▶ _SET PROBLEM_:
Restate the full set of records exactly, without adding or dropping a word.

▶ _DATASET EXCERPTS_:
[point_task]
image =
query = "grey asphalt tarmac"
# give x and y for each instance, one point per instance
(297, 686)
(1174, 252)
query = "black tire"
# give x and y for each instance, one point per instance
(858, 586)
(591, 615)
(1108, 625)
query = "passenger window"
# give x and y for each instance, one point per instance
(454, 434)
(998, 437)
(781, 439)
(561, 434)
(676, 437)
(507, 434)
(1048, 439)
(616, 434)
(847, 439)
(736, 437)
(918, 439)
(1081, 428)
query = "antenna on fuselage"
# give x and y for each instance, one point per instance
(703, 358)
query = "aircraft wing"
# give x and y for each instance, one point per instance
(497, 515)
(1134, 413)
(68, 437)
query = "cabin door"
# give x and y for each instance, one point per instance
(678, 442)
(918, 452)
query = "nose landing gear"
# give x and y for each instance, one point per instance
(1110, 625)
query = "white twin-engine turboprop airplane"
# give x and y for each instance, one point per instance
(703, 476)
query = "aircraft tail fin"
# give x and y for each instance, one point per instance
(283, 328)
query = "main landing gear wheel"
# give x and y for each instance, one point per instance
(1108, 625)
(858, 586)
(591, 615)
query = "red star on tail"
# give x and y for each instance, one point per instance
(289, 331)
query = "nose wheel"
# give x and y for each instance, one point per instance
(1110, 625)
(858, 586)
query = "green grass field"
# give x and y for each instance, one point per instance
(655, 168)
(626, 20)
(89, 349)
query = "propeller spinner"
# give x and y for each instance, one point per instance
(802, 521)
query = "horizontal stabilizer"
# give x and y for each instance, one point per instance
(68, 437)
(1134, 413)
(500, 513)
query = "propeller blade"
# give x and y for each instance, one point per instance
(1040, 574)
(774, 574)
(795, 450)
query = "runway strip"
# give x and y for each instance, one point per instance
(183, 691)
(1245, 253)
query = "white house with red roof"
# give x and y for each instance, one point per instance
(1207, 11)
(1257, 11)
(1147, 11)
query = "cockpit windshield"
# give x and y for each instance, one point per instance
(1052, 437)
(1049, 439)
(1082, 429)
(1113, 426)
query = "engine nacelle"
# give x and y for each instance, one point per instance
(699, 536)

▶ _ANSWER TO THIS EXERCISE_:
[point_task]
image =
query = "grey asphalt tarmac"
# give x and y for each instance, one point per instance
(297, 686)
(1174, 252)
query = "black tire"
# give x and y for each instance, one point per instance
(858, 586)
(591, 615)
(1108, 625)
query = "passenger window"
# give x and y for each instance, one point per instance
(454, 434)
(998, 437)
(781, 439)
(561, 434)
(676, 437)
(507, 434)
(1048, 439)
(616, 434)
(847, 439)
(736, 437)
(918, 439)
(1081, 428)
query = "antenna on fuselage"
# give x and y for each instance, one point per instance
(703, 358)
query = "aircraft wing"
# give x and y for each instance, one point per instance
(497, 515)
(1134, 413)
(68, 437)
query = "cabin door"
# give x and y for each instance, one point per instance
(678, 442)
(918, 452)
query = "nose landing gear"
# give x and y for each instance, one point per instance
(1110, 625)
query = "white twin-engine turboprop airplane"
# give x and y for each instance, one point per instance
(703, 476)
query = "aircraft tail fin"
# give x and y for each instance, one point per instance
(283, 328)
query = "main landing gear wheel"
# give x and y for each instance, one point per instance
(1108, 625)
(858, 586)
(591, 615)
query = "red star on tail"
# give x and y for each instance, one point per instance
(289, 331)
query = "nose wheel"
# give x and y for each instance, one point per instance
(1110, 625)
(858, 586)
query = "green grass field"
# give x and y for each instance, one point per instance
(655, 168)
(626, 20)
(89, 349)
query = "propeller spinner"
# give x and y for each instance, one point per instance
(802, 521)
query = "horizontal stabilizer"
# give x and y for each instance, one point per instance
(68, 437)
(1134, 413)
(500, 513)
query = "propeller blade"
# give x and y for each instance, one point per instance
(1040, 574)
(774, 574)
(795, 450)
query = "runway strip"
# give x and y for each instance, one point per instance
(183, 691)
(1245, 253)
query = "white house with red roof"
# give x and y for each instance, one point per instance
(1207, 11)
(1257, 11)
(1147, 11)
query = "cockpit windshield"
# give x and y for each instance, one point per instance
(1052, 437)
(1049, 439)
(1082, 429)
(1113, 426)
query = "engine nacelle"
# give x and y for each instance, one point per instance
(699, 536)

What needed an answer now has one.